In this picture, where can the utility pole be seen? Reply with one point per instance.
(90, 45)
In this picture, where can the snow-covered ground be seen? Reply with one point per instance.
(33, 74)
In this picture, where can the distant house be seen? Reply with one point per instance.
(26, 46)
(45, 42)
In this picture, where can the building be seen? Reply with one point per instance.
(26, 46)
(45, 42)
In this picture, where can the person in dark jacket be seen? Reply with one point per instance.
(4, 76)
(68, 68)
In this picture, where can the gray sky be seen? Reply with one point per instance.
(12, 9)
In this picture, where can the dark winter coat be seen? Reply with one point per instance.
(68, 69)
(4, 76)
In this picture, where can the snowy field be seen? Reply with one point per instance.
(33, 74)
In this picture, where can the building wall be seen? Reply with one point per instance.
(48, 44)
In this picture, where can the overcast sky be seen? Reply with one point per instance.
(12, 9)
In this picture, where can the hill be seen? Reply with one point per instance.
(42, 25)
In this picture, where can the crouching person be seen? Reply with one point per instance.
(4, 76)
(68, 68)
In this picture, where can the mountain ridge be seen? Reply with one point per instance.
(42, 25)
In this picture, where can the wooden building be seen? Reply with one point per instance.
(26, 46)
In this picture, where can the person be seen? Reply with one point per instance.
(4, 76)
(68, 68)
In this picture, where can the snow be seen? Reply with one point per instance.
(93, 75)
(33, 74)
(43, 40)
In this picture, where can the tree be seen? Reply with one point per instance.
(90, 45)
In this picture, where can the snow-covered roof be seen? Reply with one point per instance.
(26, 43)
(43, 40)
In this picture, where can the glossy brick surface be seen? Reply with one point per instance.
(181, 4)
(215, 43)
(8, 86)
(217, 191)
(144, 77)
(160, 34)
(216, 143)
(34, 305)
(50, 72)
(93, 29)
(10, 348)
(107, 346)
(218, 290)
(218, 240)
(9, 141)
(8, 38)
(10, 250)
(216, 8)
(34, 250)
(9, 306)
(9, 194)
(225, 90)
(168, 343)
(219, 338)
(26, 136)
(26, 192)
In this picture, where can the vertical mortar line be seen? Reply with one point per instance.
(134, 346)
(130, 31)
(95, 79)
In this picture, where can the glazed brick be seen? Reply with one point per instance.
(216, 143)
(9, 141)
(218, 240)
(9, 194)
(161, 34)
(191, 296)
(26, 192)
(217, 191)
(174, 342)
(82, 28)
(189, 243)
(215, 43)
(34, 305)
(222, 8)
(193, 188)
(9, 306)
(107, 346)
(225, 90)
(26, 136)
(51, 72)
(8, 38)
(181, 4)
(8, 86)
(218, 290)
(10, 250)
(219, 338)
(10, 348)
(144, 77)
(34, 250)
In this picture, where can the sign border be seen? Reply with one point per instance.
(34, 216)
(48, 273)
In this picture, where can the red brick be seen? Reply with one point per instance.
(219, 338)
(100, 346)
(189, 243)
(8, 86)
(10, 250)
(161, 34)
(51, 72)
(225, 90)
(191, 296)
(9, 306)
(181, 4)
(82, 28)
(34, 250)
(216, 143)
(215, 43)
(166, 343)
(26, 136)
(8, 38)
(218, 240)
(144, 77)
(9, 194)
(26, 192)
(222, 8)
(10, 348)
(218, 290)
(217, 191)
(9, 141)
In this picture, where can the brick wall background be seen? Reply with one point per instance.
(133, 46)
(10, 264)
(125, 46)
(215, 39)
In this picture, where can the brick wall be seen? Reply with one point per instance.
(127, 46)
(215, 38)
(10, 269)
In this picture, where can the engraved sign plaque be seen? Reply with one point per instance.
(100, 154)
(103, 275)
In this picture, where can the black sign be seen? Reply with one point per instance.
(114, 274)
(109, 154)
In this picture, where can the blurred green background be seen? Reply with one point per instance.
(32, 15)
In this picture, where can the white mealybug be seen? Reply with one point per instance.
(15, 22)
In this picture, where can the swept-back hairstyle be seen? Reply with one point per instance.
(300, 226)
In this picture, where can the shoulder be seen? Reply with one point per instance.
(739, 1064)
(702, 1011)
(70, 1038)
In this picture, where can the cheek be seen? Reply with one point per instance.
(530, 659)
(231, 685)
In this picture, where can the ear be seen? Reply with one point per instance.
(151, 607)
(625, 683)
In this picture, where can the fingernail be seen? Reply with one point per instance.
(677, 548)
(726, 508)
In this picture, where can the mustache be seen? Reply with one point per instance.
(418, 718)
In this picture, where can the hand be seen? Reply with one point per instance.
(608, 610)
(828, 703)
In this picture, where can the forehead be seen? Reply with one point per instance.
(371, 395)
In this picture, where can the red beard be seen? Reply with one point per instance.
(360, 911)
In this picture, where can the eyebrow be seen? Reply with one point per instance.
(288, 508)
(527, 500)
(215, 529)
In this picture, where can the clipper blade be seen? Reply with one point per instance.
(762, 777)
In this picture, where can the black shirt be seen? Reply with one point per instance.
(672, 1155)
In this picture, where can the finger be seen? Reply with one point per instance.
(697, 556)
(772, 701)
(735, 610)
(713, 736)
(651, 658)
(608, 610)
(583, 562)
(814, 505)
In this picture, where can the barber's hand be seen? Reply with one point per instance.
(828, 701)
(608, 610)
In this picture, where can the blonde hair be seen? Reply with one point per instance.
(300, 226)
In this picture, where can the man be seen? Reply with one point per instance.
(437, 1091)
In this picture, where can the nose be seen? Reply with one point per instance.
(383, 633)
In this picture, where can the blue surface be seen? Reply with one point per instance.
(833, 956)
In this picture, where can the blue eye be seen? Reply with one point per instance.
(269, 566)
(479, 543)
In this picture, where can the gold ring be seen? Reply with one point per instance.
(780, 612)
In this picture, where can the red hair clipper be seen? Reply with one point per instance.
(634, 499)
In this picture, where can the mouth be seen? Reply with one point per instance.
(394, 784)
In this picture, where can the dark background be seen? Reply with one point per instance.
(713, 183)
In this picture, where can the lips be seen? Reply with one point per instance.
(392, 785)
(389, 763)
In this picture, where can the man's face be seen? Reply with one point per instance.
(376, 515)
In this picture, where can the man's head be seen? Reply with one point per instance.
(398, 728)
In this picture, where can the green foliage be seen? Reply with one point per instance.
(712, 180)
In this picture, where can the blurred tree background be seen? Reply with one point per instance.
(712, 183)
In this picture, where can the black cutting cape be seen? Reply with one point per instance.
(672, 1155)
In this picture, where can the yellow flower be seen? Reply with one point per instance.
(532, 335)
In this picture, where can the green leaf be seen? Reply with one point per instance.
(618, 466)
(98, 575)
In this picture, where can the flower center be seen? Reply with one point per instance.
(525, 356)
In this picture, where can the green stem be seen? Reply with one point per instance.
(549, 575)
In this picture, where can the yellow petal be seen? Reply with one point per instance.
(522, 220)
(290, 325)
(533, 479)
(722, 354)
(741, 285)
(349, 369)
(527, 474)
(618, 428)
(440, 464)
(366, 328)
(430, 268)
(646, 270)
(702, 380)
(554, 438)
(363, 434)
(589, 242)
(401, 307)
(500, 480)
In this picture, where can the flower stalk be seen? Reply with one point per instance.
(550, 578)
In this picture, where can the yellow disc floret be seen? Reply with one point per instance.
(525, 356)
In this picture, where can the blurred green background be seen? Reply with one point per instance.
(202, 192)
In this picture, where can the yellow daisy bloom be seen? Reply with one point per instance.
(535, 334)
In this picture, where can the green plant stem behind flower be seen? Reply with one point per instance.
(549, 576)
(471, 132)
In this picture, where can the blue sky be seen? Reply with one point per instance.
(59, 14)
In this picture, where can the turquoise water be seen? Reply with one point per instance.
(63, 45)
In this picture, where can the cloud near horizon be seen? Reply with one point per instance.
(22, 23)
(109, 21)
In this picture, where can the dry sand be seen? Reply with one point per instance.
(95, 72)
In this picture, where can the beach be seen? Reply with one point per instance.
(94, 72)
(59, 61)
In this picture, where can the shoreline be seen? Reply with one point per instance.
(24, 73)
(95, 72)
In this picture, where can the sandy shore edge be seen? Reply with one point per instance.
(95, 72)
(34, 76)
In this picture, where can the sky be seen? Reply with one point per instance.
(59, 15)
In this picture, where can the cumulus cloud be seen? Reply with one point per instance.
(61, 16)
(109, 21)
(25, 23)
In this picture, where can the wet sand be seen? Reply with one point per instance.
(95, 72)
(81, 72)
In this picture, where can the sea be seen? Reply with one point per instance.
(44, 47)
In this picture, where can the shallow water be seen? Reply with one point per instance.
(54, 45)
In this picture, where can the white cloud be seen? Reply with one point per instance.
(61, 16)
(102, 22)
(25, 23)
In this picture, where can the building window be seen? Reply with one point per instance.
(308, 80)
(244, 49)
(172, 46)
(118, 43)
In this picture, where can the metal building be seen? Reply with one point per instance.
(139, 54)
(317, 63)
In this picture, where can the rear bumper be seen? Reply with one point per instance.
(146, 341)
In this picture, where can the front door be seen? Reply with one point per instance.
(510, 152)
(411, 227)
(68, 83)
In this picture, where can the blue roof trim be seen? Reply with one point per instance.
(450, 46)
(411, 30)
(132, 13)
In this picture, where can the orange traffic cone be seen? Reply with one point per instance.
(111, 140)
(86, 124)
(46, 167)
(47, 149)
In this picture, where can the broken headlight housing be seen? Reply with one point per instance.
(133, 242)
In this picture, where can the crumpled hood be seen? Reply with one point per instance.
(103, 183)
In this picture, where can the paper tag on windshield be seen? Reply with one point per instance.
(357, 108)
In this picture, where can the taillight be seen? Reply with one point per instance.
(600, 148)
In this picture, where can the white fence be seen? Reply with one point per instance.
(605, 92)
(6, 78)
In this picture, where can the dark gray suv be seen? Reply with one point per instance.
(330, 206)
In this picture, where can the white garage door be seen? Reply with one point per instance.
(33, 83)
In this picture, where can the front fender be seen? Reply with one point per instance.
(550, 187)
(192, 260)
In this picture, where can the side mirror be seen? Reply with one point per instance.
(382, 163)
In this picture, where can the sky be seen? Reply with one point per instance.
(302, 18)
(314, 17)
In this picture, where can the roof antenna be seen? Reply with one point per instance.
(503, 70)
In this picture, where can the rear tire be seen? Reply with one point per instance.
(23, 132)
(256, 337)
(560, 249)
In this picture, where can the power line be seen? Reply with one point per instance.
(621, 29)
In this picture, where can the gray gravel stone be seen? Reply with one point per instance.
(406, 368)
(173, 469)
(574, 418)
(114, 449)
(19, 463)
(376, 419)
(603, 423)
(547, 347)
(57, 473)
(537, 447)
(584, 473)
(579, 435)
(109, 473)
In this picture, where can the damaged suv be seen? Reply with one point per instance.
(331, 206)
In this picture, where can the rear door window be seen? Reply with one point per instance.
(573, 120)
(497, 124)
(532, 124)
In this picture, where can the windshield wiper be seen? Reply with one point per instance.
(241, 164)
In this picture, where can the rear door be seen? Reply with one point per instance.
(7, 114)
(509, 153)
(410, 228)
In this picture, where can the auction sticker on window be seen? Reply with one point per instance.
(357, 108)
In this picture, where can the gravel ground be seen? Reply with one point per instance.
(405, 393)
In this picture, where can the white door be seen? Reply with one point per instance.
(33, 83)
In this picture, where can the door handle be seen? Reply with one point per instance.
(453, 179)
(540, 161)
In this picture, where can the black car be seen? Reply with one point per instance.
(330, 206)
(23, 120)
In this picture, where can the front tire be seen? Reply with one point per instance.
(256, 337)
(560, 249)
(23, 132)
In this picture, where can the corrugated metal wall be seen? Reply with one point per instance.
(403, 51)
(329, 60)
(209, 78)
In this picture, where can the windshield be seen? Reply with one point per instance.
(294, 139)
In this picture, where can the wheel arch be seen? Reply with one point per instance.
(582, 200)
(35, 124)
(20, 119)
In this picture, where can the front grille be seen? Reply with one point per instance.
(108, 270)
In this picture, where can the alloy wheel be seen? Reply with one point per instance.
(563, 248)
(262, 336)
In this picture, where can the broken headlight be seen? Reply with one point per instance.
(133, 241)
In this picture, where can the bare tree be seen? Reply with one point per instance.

■ What the exercise asks ■
Exactly the lines from the one with "In this picture, where can the black car" through the final line of the entries are to be returned, both ends included.

■ Response to this task ■
In this picture, where can the black car be seen? Reply with one point per instance.
(330, 206)
(23, 120)
In this picture, where can the front tire be seen? Reply with one point per instance.
(256, 337)
(560, 249)
(23, 132)
In this picture, where can the corrugated metal wall be seen? Reply with one point per instance.
(403, 51)
(329, 60)
(209, 78)
In this picture, where can the windshield be seen? Reply with one point per instance.
(294, 139)
In this picture, where can the wheel arch be seen? Reply with one point per instance.
(582, 200)
(35, 124)
(20, 119)
In this picture, where can the front grille be seen? Reply with one point per instance.
(108, 270)
In this picture, where can the alloy wheel be seen? Reply with one point per instance.
(563, 248)
(262, 336)
In this picture, where can the broken headlight be seen? Reply with one point per instance.
(133, 241)
In this picture, where can the bare tree be seen? Reply with one point per instance.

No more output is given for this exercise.